[Problems and tasks]
1. Using the interview excerpt below, answer each question in a few words.
(a) Where can a child with an ear infection be seen?
(b) What will the hospital at the main campus basically become?
(c) How much is the capital plan, and over what period?
2. For each statement, say yes or no according to the interview excerpt below, and quote the words that decide it.
(a) The capital plan includes money for specialty centers in Princeton and King of Prussia.
(b) Care out in the community costs more than care at the main campus.
(c) The outpatient center has three major components.

Steven Altschuler: Our view is that you try to care for the patient in the most appropriate venue, based on their acuity, or how sick they are. If you are a kid that has an ear infection, you can be seen in a primary-care office. If you have recurrent infections and need ear tubes, that can done in a day surgical unit off campus. Our relationships with community hospitals are quite important, first as a source of referrals, and to make sure we have a proper complement of these different venues.

The hospital at our main campus then will basically become a 500-bed intensive-care unit. Only the kids that need the most specialized services will be cared for there. Everyone else would be cared for out in the community, where it's much more convenient for the family and the cost of care is a lot less.

Q: You have an aggressive building plan for the main campus. Is there any concern about being overcommitted while the industry is in flux?

Altschuler: That's a very valid question. There's always anxiety. We have a $2 billion capital plan for the next seven years. That includes more than $700 million for a new state-of-the-art outpatient center and an investment in information technology. There's additional money to build specialty centers in Princeton and King of Prussia.

The outpatient center has two major components. You could theoretically stop at the first if conditions change. We could put the brakes on if we need to.

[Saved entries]
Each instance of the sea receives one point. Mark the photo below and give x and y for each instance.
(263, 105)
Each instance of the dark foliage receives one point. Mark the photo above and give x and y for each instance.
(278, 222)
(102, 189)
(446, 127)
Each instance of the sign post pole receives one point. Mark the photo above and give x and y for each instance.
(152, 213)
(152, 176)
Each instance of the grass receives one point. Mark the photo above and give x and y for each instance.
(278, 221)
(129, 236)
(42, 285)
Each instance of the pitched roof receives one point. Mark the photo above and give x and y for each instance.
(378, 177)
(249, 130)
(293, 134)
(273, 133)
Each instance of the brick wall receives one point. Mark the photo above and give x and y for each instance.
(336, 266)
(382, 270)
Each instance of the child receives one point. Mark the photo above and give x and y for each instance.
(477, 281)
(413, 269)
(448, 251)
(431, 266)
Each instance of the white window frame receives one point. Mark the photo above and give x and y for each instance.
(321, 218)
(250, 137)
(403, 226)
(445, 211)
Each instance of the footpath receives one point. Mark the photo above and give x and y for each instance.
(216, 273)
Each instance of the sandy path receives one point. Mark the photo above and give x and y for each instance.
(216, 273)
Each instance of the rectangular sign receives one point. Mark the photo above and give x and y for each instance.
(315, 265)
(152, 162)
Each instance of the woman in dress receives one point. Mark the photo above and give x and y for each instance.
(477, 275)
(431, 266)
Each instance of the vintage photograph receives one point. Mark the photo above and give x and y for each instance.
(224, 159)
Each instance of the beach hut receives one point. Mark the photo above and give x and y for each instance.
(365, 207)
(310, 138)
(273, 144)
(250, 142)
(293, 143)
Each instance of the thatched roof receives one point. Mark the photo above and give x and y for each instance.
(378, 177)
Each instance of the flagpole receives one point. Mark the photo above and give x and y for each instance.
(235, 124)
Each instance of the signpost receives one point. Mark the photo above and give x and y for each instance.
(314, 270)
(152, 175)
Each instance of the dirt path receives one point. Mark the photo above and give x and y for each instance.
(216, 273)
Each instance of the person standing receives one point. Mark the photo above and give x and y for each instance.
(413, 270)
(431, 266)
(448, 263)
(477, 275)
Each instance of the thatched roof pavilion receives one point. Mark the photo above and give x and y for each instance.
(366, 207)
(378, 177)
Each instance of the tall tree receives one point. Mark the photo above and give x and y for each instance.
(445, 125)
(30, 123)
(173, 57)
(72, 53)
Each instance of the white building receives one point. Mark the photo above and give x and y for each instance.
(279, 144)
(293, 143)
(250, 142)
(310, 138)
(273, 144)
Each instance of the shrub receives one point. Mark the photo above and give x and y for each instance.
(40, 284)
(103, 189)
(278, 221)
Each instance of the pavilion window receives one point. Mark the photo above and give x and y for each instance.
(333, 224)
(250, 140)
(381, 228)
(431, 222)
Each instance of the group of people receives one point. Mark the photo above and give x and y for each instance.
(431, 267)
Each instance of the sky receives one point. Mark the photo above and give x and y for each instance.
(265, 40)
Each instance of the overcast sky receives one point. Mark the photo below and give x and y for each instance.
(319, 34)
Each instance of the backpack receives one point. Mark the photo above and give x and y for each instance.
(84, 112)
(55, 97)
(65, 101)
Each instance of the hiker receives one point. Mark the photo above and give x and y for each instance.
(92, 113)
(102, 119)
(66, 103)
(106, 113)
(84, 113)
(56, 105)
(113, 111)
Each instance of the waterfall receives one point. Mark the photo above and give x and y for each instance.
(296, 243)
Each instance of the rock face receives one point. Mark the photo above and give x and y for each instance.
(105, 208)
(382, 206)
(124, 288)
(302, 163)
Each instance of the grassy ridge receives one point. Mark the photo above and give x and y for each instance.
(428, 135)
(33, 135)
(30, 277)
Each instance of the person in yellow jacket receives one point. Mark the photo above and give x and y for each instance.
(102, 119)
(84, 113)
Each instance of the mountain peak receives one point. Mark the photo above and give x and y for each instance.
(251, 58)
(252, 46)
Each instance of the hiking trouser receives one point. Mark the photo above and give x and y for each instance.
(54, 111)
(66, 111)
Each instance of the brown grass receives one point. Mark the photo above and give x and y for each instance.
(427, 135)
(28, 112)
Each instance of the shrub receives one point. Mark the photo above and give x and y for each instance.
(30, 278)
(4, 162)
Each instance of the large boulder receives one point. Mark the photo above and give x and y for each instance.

[Answers below]
1.
(a) In a primary-care office.
(b) A 500-bed intensive-care unit.
(c) $2 billion over the next seven years.

2.
(a) Yes: "There's additional money to build specialty centers in Princeton and King of Prussia."
(b) No: "where it's much more convenient for the family and the cost of care is a lot less."
(c) No: "The outpatient center has two major components."